- Extract provided
'''
Job Fit For A King
Sick-bed Visit Sealed Surprised Switch
Andy King has been offered a surprise new foothold in the game – by a man he helped on his way a decade and a half ago.
The mid-1980s Wolves midfielder was low on luck and high on anxiety when the figure from his past reappeared in his life this summer to considerably lift his spirits.
Adrian Boothroyd was King’s first signing as Mansfield manager in 1993 and worked with him for the best part of three years in sewing seeds for a friendship that obviously ran deeper than the latter realised.
“I had a heart attack five months ago and was at home recuperating when Adey got in touch,” King said.
“He was good enough to pop to see me when I was in need of support and then got in touch a few weeks later to say he was going in as Colchester manager and to ask whether I was fit enough to join him.
“I was surprised as well as delighted to be invited on board like that by a manager I rate highly and I took him up on his offer.
“I am operations manager, which basically means I organise player recruitment, so there are a lot of games to cover. But I’m spending a lot of time as well on living a healthier life.”
Following his scare and the subsequent angiogram, King quit his post as Plymouth’s chief scout, deciding the travelling from his home near Cambridge was too much.
“I was in hospital for ten days and it will surprise my friends that I haven’t had a fag, a drink, a bar of cholcate or even a pork scratching since,” the former Swindon manager added.
“I have found out just how boring life can be! Seriously, I had to look after myself better and lose some weight, otherwise the next heart attack might not have been just a warning.”
There’s another Wolves connection at Colchester these days, with John Ward having gone in as Boothroyd’s no 2 after helping Stockport out earlier in the summer.
'''
- Entries provided
'''
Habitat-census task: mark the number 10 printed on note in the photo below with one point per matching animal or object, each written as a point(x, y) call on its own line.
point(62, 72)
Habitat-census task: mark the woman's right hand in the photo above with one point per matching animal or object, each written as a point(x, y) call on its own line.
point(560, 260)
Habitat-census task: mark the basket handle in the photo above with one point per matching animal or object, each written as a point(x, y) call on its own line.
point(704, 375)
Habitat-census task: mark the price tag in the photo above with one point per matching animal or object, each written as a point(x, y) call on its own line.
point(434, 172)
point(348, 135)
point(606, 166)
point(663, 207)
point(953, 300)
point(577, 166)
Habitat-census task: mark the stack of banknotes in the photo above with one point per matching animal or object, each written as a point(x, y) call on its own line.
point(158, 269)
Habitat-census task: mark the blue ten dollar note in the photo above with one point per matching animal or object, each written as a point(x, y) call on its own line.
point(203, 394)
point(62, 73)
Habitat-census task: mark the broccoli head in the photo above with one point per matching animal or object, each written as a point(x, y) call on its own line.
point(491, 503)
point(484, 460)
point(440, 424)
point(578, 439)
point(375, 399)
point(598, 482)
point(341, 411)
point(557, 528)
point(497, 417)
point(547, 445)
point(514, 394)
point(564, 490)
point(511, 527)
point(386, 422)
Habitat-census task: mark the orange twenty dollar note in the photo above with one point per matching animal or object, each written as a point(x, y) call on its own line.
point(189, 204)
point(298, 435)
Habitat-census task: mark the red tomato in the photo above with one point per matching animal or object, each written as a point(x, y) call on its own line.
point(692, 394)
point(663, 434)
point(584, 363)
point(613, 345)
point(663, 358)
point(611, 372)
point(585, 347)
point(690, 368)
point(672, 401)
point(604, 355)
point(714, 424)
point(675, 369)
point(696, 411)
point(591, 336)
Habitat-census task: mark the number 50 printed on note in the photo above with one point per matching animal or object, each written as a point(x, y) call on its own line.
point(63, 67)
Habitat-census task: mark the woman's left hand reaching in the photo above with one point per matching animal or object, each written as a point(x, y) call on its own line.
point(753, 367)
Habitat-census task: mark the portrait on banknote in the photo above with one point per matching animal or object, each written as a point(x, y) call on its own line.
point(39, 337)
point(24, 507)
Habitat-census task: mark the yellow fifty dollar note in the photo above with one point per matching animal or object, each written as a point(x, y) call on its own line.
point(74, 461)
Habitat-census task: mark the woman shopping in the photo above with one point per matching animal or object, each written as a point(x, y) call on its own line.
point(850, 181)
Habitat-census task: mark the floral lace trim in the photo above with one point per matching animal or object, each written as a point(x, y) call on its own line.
'''
- Tasks and exercises
- A) Why did Andy King leave his post as Plymouth's chief scout, according to the article about King above? Answer in one to three sentences.
- B) Please reproduce the passage from the article about Andy King starting with "Following his scare" and going on through "was too much.".

- Answers
- A) After his heart attack scare and the angiogram that followed, King decided that the travelling from his home near Cambridge was too much, so he quit as Plymouth's chief scout.

- B)
Following his scare and the subsequent angiogram, King quit his post as Plymouth’s chief scout, deciding the travelling from his home near Cambridge was too much.